#### [TASK STATEMENT]
Rewrite the records below, replacing every occurrence of "trace" with "draw" and leaving all other text unchanged.

◆ ◆ ◆

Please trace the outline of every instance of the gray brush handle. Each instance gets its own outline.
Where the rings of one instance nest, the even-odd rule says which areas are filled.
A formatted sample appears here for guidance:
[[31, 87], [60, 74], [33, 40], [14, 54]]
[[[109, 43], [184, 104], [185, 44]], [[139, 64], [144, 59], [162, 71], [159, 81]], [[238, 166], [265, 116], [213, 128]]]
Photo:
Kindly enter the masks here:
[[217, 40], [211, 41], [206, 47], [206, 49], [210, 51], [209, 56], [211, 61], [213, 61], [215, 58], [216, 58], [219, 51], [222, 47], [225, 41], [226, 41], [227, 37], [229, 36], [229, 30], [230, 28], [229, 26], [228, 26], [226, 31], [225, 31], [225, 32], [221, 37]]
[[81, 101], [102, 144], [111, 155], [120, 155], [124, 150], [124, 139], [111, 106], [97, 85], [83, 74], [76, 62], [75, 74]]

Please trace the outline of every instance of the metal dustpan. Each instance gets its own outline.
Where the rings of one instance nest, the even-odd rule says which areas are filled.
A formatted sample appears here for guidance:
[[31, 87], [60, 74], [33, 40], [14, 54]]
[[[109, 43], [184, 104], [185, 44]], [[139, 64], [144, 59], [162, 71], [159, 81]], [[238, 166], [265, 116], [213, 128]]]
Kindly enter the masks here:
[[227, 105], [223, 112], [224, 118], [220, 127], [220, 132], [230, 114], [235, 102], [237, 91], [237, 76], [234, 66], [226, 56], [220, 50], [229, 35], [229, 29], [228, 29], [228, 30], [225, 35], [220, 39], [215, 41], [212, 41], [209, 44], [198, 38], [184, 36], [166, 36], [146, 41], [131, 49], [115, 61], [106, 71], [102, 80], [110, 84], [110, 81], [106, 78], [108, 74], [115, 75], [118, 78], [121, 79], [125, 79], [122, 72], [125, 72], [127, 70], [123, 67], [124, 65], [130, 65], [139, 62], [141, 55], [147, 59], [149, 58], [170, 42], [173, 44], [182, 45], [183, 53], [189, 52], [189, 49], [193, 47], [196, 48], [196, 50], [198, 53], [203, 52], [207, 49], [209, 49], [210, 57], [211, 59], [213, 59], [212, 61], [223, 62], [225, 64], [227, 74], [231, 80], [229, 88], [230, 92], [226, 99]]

◆ ◆ ◆

#### [RESULT OF THE EXERCISE]
Please draw the outline of every instance of the gray brush handle. Each instance gets its own outline.
Where the rings of one instance nest, the even-odd rule says which areas are filled.
A formatted sample appears here for guidance:
[[31, 87], [60, 74], [33, 40], [14, 54]]
[[[109, 43], [184, 104], [185, 44]], [[139, 64], [144, 59], [162, 71], [159, 81]], [[238, 166], [265, 116], [213, 128]]]
Photo:
Kindly enter the masks here:
[[217, 40], [211, 41], [206, 47], [206, 49], [210, 51], [209, 56], [211, 61], [213, 61], [215, 58], [216, 58], [219, 51], [222, 47], [225, 41], [226, 41], [227, 37], [229, 36], [229, 30], [230, 28], [229, 26], [228, 26], [226, 31], [225, 31], [225, 32], [221, 37]]
[[81, 101], [102, 144], [111, 155], [120, 155], [124, 150], [124, 139], [111, 106], [97, 85], [83, 74], [76, 62], [75, 74]]

Please draw the outline of every instance of the metal dustpan. Each instance gets its own outline.
Where the rings of one instance nest, the even-odd rule says which areas are filled.
A formatted sample appears here for guidance:
[[31, 87], [60, 74], [33, 40], [14, 54]]
[[[109, 43], [184, 104], [185, 44]], [[139, 64], [144, 59], [162, 71], [159, 81]], [[238, 166], [265, 116], [213, 128]]]
Kindly enter the masks here:
[[227, 105], [223, 112], [224, 118], [220, 127], [220, 132], [230, 114], [235, 102], [237, 91], [237, 76], [234, 66], [226, 56], [220, 50], [229, 35], [229, 29], [228, 29], [228, 30], [225, 35], [220, 39], [215, 41], [212, 41], [209, 44], [198, 38], [184, 36], [166, 36], [146, 41], [131, 49], [115, 61], [106, 71], [102, 80], [110, 84], [110, 81], [106, 78], [108, 74], [115, 75], [118, 78], [121, 79], [125, 79], [122, 72], [125, 72], [127, 70], [123, 67], [124, 65], [130, 65], [139, 62], [141, 55], [147, 59], [149, 58], [170, 42], [173, 44], [182, 45], [183, 53], [189, 52], [189, 49], [193, 47], [196, 48], [196, 50], [198, 53], [203, 52], [207, 49], [209, 49], [210, 57], [211, 59], [213, 59], [212, 61], [223, 62], [225, 64], [227, 74], [231, 80], [229, 88], [230, 92], [226, 99]]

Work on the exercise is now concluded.